**Source data:**
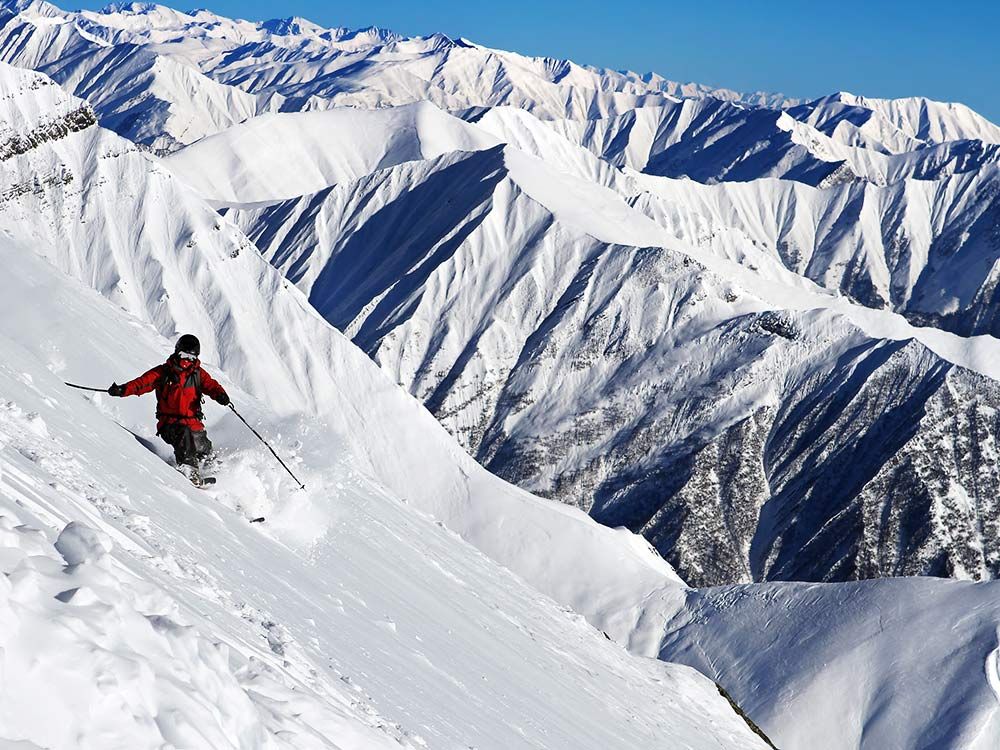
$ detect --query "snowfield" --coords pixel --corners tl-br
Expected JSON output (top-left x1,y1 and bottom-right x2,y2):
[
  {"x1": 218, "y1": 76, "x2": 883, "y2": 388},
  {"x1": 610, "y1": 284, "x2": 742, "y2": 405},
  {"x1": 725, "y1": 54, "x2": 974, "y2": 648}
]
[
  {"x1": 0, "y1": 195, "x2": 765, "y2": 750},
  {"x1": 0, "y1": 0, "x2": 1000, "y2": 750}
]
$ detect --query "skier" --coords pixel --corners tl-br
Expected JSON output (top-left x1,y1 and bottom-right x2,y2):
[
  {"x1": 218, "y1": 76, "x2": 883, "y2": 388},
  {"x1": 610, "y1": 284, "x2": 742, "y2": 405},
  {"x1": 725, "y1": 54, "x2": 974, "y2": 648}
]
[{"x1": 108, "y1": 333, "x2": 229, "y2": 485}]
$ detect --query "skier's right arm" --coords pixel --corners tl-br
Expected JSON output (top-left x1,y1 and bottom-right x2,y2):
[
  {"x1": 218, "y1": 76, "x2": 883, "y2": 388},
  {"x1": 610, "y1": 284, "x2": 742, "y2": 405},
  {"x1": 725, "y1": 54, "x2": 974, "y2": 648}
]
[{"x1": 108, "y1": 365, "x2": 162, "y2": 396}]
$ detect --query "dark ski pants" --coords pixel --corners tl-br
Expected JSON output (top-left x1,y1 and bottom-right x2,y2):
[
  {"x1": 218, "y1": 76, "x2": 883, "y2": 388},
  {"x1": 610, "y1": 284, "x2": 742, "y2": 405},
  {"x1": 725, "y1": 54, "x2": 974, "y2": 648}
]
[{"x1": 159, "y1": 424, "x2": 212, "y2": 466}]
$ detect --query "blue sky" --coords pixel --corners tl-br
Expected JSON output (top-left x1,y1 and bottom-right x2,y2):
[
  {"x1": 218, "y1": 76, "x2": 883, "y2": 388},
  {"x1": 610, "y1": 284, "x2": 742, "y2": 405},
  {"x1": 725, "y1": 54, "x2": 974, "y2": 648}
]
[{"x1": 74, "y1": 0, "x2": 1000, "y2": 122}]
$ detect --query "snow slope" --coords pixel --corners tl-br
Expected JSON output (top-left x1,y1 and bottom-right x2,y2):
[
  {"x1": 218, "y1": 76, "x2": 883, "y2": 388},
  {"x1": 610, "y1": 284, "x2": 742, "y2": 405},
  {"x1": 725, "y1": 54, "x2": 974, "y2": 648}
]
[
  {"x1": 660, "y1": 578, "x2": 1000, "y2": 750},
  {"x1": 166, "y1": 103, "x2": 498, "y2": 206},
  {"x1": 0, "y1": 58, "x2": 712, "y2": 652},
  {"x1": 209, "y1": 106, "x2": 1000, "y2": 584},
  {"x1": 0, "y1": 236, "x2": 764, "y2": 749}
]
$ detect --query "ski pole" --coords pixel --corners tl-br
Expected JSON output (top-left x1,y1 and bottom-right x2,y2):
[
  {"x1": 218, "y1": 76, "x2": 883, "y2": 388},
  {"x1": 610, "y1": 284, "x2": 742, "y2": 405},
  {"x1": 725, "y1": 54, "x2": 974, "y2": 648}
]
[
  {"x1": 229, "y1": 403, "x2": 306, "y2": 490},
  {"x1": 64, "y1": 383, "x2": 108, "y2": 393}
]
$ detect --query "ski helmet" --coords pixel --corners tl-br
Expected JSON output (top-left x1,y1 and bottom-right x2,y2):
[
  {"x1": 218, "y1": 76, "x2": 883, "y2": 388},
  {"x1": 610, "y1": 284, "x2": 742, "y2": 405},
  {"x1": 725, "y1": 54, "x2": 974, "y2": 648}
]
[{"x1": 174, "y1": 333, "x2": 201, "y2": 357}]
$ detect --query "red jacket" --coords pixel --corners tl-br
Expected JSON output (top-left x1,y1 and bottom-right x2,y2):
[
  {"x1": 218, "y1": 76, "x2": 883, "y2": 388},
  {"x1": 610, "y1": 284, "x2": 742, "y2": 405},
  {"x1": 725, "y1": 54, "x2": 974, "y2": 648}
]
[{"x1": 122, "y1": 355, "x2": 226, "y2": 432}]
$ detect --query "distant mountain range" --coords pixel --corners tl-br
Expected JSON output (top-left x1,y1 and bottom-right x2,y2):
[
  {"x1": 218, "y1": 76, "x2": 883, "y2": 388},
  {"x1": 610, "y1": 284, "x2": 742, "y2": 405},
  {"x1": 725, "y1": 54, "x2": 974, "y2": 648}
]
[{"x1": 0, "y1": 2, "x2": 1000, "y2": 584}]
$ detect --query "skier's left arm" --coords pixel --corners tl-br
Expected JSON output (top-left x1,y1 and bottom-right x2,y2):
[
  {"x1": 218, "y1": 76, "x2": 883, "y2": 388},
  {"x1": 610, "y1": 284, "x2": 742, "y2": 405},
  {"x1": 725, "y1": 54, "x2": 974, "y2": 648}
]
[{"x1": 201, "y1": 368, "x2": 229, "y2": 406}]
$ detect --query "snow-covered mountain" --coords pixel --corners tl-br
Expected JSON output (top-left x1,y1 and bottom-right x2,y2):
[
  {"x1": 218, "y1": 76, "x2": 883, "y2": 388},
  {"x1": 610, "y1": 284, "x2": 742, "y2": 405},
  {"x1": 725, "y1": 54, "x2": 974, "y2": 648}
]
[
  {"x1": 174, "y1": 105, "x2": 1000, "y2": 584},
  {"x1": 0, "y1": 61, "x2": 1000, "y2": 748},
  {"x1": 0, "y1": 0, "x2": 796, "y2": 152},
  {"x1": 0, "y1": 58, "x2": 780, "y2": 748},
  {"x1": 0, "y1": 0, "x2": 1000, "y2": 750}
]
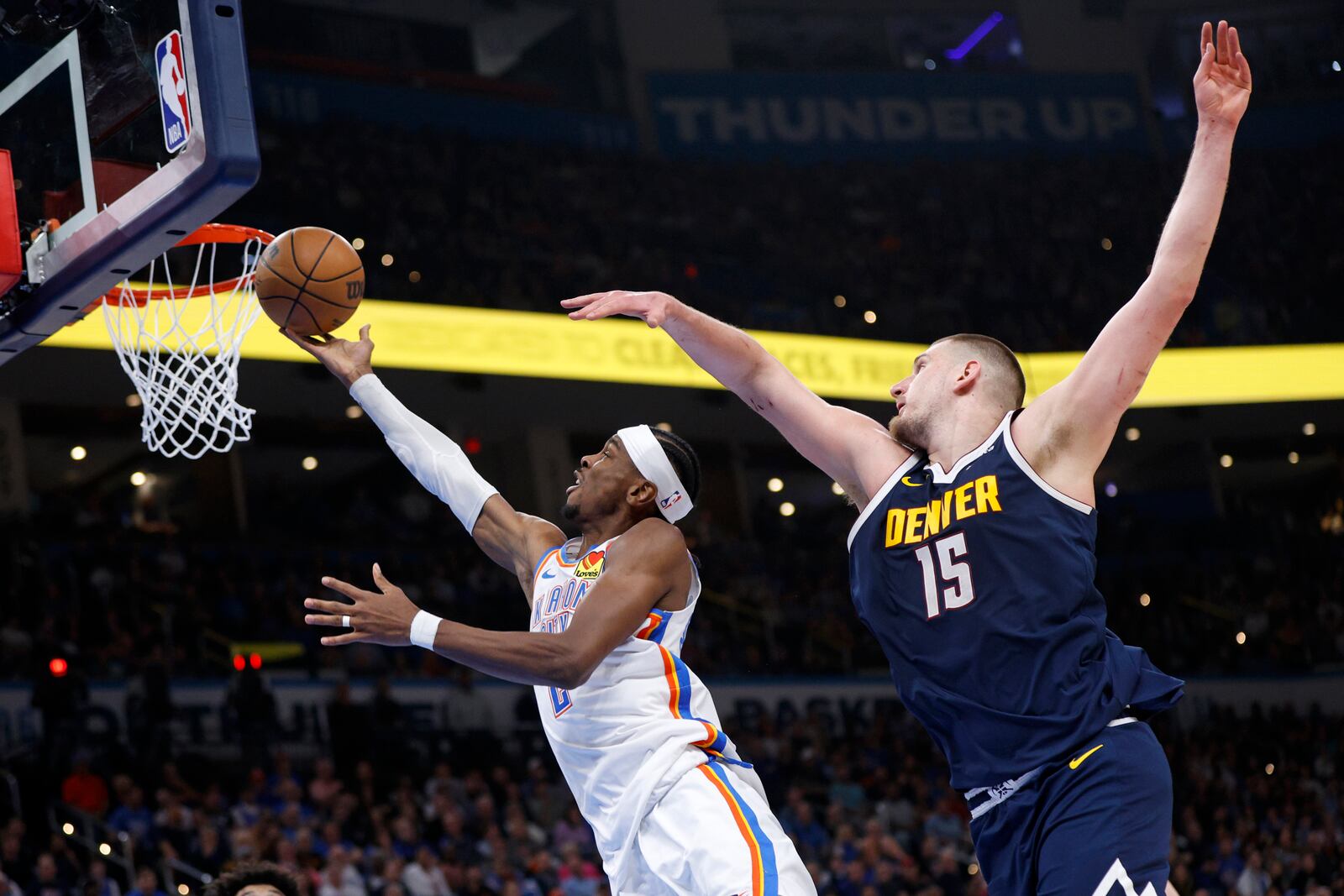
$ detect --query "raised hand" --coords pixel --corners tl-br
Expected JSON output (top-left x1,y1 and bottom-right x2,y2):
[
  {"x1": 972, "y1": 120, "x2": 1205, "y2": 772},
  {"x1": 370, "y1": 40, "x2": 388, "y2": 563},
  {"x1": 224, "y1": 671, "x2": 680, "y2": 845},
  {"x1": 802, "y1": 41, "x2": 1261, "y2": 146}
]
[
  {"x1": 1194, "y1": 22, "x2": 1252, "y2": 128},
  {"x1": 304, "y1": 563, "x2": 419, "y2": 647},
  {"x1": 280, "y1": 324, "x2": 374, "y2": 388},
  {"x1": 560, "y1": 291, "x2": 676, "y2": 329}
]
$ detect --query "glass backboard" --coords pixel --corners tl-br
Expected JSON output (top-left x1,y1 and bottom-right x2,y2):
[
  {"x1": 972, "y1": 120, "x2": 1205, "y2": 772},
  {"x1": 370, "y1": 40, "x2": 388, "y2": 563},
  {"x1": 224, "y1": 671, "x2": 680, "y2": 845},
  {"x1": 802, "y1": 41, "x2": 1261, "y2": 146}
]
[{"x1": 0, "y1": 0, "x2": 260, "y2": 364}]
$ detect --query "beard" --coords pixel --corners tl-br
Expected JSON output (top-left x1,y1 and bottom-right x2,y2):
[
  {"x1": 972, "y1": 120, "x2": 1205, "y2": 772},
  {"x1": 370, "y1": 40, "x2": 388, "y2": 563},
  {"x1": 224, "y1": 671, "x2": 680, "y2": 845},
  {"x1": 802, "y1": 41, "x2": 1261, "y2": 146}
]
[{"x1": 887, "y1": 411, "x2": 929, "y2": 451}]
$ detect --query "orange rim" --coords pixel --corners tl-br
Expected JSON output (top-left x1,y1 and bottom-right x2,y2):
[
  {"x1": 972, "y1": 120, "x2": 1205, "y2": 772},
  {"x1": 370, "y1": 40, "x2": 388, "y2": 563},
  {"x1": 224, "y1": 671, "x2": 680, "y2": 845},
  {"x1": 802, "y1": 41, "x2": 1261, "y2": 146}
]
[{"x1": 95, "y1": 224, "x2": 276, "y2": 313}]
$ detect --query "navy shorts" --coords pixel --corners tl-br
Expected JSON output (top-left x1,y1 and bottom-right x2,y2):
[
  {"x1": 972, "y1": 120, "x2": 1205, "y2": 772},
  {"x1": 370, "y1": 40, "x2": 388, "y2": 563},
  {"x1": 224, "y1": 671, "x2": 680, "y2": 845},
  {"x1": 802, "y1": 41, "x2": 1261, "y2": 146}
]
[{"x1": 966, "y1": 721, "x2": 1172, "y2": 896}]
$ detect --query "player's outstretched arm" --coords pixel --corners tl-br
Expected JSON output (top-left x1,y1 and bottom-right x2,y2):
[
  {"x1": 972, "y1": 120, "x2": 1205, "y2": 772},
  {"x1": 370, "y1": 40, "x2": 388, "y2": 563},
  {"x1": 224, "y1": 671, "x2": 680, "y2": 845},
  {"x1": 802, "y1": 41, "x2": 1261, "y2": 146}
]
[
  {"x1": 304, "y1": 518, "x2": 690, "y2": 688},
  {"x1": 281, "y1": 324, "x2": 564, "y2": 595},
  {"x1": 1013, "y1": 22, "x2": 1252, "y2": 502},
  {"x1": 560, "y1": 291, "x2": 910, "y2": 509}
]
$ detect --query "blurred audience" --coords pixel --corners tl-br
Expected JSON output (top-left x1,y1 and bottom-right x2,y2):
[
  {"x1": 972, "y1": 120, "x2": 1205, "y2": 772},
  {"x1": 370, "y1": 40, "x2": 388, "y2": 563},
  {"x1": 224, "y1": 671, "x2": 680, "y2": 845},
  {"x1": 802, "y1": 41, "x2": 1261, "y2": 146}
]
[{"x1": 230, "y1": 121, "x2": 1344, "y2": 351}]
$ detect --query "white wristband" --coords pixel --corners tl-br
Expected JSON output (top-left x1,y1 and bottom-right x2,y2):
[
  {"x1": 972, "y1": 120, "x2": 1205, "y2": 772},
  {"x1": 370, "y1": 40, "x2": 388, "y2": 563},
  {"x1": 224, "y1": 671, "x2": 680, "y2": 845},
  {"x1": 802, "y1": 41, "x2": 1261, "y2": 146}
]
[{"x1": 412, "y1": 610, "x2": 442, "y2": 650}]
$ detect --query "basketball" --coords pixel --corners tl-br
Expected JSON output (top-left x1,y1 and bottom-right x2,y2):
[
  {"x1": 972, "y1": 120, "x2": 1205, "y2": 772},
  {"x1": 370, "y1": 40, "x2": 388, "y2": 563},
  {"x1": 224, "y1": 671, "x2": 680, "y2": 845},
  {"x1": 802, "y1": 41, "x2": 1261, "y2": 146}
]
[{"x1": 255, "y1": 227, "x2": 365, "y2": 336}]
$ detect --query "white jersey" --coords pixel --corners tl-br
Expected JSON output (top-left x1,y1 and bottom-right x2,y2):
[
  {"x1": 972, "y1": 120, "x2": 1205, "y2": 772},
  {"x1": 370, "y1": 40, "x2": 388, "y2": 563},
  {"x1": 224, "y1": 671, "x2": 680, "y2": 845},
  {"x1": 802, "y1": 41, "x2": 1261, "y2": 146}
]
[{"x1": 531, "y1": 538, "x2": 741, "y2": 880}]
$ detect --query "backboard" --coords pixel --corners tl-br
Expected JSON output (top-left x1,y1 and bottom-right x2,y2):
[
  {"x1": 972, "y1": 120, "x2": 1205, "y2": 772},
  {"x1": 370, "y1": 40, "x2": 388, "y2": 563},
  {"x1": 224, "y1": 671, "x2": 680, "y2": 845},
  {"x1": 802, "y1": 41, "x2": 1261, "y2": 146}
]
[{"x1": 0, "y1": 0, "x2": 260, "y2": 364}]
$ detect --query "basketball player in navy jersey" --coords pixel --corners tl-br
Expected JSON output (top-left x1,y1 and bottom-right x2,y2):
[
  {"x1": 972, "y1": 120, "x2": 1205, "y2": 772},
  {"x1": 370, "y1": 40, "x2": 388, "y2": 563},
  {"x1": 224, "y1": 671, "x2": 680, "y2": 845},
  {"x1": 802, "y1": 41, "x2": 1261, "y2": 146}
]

**Given task:** Copy out every line above that contains the string "basketball". Case counts, so match capital and lowercase letters exactly.

**Response:**
$ detect --query "basketball" --coords pixel --corners tl-br
$ detect --query "basketball player in navy jersey" --coords pixel --corners tl-br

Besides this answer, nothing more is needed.